EXERCISE PROMPT: Render each line of the data below as a JSON list of strings, one string per line, skipping blank lines and omitting the pictures.

TASK INPUT:
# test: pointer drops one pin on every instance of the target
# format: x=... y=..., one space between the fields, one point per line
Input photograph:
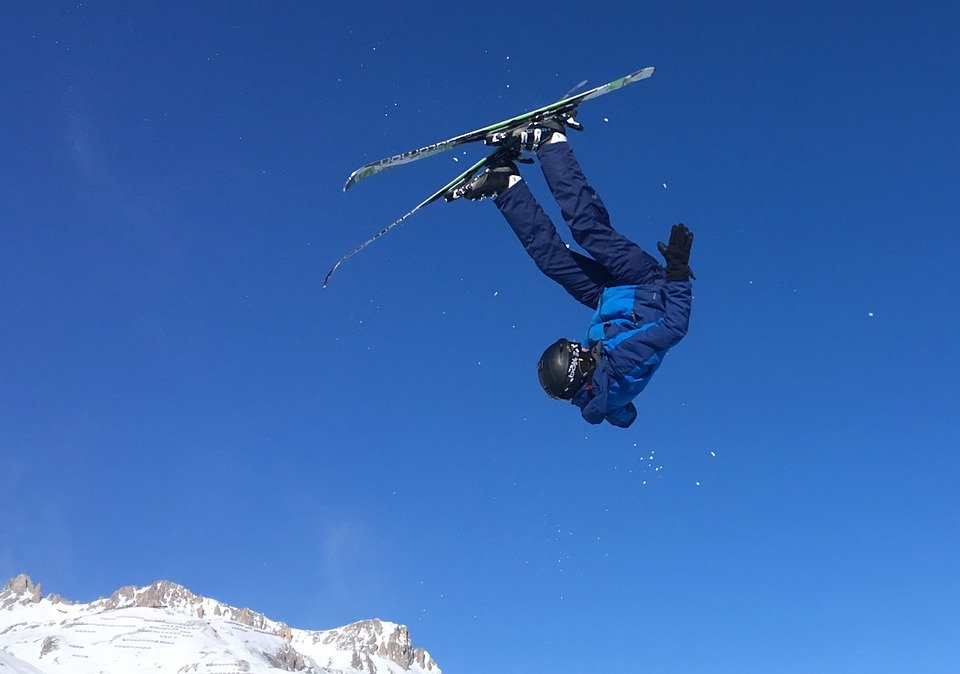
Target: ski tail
x=460 y=180
x=568 y=102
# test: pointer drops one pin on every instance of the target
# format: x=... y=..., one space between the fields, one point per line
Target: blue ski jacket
x=634 y=327
x=638 y=315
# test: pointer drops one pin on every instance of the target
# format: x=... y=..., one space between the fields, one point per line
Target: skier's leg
x=580 y=276
x=589 y=221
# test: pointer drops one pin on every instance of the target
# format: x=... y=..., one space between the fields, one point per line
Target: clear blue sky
x=179 y=399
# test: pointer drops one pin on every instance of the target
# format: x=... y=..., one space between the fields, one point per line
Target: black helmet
x=564 y=367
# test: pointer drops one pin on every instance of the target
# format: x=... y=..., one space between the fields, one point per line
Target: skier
x=641 y=308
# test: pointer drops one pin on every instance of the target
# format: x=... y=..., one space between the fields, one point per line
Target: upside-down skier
x=642 y=309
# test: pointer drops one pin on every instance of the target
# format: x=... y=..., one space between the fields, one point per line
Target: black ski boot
x=534 y=134
x=491 y=183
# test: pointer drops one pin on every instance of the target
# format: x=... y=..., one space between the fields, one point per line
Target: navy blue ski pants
x=615 y=259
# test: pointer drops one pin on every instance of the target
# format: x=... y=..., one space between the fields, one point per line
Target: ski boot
x=531 y=136
x=491 y=183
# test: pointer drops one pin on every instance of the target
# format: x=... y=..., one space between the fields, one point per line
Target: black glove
x=677 y=253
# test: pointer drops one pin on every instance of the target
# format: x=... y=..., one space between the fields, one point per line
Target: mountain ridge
x=153 y=627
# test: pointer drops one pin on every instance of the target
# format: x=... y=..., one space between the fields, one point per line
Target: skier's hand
x=677 y=253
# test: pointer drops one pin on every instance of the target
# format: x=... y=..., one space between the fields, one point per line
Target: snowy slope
x=166 y=628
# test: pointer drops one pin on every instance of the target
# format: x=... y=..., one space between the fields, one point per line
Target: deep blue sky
x=179 y=398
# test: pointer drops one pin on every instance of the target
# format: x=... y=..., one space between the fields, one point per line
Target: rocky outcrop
x=20 y=590
x=365 y=647
x=374 y=637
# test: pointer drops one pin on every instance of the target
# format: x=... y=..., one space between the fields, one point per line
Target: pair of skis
x=491 y=134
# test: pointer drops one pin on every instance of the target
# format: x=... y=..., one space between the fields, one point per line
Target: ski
x=500 y=154
x=567 y=103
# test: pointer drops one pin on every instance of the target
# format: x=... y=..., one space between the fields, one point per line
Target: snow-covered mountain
x=167 y=629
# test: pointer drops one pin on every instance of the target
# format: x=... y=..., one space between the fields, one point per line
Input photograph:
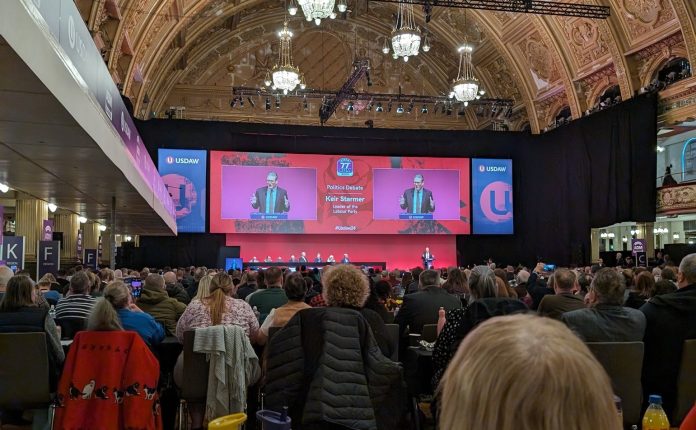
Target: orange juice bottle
x=655 y=417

RESULT OF THIS EXERCISE:
[
  "# test: pointer drops one pin on every instance of the target",
  "# format: x=... y=..., one space between the fields, one point per line",
  "Input photograph:",
  "Target: ski tail",
  "x=460 y=180",
  "x=568 y=102",
  "# test: pointer drops one pin on every instance of the target",
  "# format: x=... y=..., one space between the fields, one point per line",
  "Target: blue ski jacket",
  "x=634 y=327",
  "x=638 y=315",
  "# test: pointer drops one pin on every instance of the target",
  "# format: x=... y=..., one space between the fields, one point per line",
  "Target: skier's leg",
  "x=580 y=276",
  "x=589 y=221",
  "# test: pointer drops one pin on every instance of the target",
  "# format: x=... y=..., one space between the fields, one point per line",
  "Target: clear blue sky",
  "x=179 y=399",
  "# test: pointer drops one pin on every instance of the target",
  "# format: x=... y=..., one space between the fields, one point per line",
  "Target: black helmet",
  "x=564 y=367",
  "# test: pointer drops one pin on every instance of the target",
  "# format: x=... y=..., one space between the fields, one point per line",
  "Target: skier",
  "x=641 y=308",
  "# test: pointer drops one pin on every instance of the target",
  "# format: x=... y=..., one space between the fields, one point per line",
  "Target: upside-down skier",
  "x=642 y=309",
  "# test: pointer drops one pin on every instance of the target",
  "# format: x=... y=..., one space between the fields, one point per line",
  "Target: black ski boot",
  "x=534 y=134",
  "x=491 y=183",
  "# test: pointer drops one pin on every instance of the target",
  "# format: x=... y=..., one space between the fields, one point per line",
  "Target: navy blue ski pants",
  "x=615 y=259",
  "# test: pointer drops one pin on every instance of the target",
  "# format: x=... y=..., one space between the fields, one point per line",
  "Target: ski boot",
  "x=531 y=136",
  "x=491 y=183",
  "# test: pointer drops one pin on every instance of the target",
  "# format: x=... y=..., one space between the fields, one point per line",
  "Target: black glove",
  "x=677 y=253",
  "# test: pointer drops one pin on every instance of the target",
  "# format: x=... y=..., one space between the fields, one point per line",
  "Target: mountain ridge",
  "x=153 y=627",
  "# test: pointer drops one pin on every instance of the target",
  "# format: x=... y=..., one space between the fields, one point per line",
  "Target: skier's hand",
  "x=677 y=253",
  "# test: pointer drops one pin on every instance of the target",
  "# format: x=... y=..., one space between the fields, one point per line",
  "Target: snowy slope",
  "x=166 y=628",
  "# test: pointer drops one pin on every instance of the target",
  "# format: x=... y=..., one space between the fields, one point per line",
  "Target: deep blue sky",
  "x=179 y=398",
  "# test: pointer drops one pin on every instance of the target",
  "# format: x=... y=..., one space between the fields, one point per line",
  "Target: rocky outcrop",
  "x=20 y=590",
  "x=365 y=647",
  "x=374 y=637",
  "# test: pointer drops one pin on every instance of the target",
  "# format: x=... y=..., one space between the fields, one point per line",
  "Target: pair of skis",
  "x=491 y=134",
  "# test: pointer drops one pin on every instance of the target",
  "# format: x=... y=..., one space between the fields, one point per line",
  "Target: ski",
  "x=500 y=154",
  "x=567 y=103",
  "# test: pointer drops one pin on every instance of the target",
  "# format: x=... y=..., one space between the fields, one point per line",
  "Target: snow-covered mountain",
  "x=167 y=629",
  "# test: pointer drops one pin on every instance of the target",
  "# format: x=... y=..., one space between the fields, one point per line",
  "Input photograph:",
  "Target: orange juice bottle",
  "x=655 y=417"
]